Instructions to follow:
Write out again the rows from the line with "Find the man's eye;" through the end of the rows, requests included, adding 120 to every x and y coordinate in the answers. Leave the requests and their sample points as they are.

----------------------------------------

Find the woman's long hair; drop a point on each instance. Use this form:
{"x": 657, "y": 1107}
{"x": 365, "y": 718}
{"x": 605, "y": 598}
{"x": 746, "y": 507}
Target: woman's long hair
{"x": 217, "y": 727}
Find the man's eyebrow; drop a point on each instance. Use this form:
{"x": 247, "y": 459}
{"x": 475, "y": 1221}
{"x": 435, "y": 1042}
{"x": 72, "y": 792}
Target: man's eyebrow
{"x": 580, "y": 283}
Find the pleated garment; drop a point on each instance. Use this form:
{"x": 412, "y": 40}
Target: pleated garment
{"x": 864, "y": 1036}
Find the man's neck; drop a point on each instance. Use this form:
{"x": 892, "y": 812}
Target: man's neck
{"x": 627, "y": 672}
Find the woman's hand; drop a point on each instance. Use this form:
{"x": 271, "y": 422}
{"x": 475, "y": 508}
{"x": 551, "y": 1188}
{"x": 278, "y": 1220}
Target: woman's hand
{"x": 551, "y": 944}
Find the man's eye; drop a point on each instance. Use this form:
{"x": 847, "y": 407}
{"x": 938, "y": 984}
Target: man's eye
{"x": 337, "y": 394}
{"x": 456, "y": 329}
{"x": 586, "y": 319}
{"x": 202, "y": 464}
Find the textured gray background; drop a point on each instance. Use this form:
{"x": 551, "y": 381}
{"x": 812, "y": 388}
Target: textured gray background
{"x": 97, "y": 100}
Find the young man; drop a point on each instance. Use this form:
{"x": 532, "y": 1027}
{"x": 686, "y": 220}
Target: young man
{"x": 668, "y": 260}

----------------------------------------

Response for this exercise:
Find the man's eye; drop a point on each instance. Use this form:
{"x": 847, "y": 407}
{"x": 938, "y": 984}
Target: man's eye
{"x": 457, "y": 514}
{"x": 576, "y": 449}
{"x": 706, "y": 439}
{"x": 322, "y": 584}
Find the textured gray background; drop a point on each instance. Use this form:
{"x": 551, "y": 381}
{"x": 812, "y": 388}
Target: textured gray background
{"x": 217, "y": 220}
Find the young man; drop a point on each instance. Use this form:
{"x": 532, "y": 1027}
{"x": 686, "y": 220}
Target: young man
{"x": 788, "y": 380}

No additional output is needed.